**Task details**: Write out every line of the data below exactly as given.

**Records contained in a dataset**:
□ □ □ □
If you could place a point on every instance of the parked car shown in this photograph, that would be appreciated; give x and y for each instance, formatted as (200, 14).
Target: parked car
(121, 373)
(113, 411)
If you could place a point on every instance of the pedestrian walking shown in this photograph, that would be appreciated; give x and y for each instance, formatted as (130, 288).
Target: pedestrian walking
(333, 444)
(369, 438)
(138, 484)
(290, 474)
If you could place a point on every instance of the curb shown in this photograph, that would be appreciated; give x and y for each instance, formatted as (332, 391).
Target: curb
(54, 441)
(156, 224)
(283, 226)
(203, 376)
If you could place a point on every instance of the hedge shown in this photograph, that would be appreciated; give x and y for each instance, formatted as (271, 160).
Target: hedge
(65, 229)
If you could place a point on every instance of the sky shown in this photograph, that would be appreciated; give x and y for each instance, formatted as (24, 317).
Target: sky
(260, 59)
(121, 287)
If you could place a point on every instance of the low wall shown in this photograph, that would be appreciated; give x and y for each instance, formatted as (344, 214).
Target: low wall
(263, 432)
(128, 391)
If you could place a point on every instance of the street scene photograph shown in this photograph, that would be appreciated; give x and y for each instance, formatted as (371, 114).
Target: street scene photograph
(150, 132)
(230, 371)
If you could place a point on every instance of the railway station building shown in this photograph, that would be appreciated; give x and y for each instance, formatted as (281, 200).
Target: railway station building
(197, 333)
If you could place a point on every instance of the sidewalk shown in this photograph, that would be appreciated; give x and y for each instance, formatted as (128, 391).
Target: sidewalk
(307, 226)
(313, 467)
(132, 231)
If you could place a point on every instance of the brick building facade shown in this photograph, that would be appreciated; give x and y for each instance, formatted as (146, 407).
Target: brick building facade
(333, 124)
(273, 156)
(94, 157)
□ □ □ □
**Response**:
If you could place a point on every instance of the parked car shown in this photograph, that would be appreciated; give x and y for each instance, formatted as (200, 14).
Target: parked car
(121, 373)
(113, 411)
If you could place a point on every instance of the pedestrian walking shown in this photograph, that would be appreciated; give x and y for each instance, formatted as (130, 288).
Target: pedestrian walking
(333, 444)
(369, 438)
(138, 484)
(290, 474)
If you could place a point on every instance of the curb shown in this photograph, that would be appreciated; give x and y for each instance, formatted as (332, 391).
Target: curb
(54, 441)
(156, 224)
(283, 226)
(203, 376)
If you could place a point on every instance of the hedge shown in this photograph, that would be appreciated; give x and y for each instance, formatted as (271, 160).
Target: hedge
(65, 229)
If you could place a point on every instance of the sky shown in this photograph, that would be appreciated; give x and y for each instance, formatted as (24, 317).
Target: sky
(260, 59)
(121, 287)
If you could place a point on every instance of the low wall shown in this photograph, that would be appreciated; give x and y for each instance, formatted as (344, 214).
Target: low wall
(263, 432)
(128, 391)
If you could place a point on every instance of the street scene photograph shown in this photograph, that would be appreciated; give x and y for each instance, formatted as (371, 114).
Target: street scene photograph
(150, 132)
(230, 371)
If you could place a point on every instance of the railway station building shown in this photograph, that would be appreciated; give x and y for each instance, formatted as (281, 200).
Target: railway station building
(197, 333)
If you could place a point on every instance of the sidewalk shown in this photograph, that would be appreciated; give x and y for each instance, formatted as (128, 391).
Target: sidewalk
(307, 226)
(313, 467)
(132, 231)
If you could place a point on every instance of the brick building facade shown in this photograph, that would be appreciated; give x and y for each instance, formatted as (146, 407).
Target: brick building facade
(333, 124)
(273, 156)
(94, 157)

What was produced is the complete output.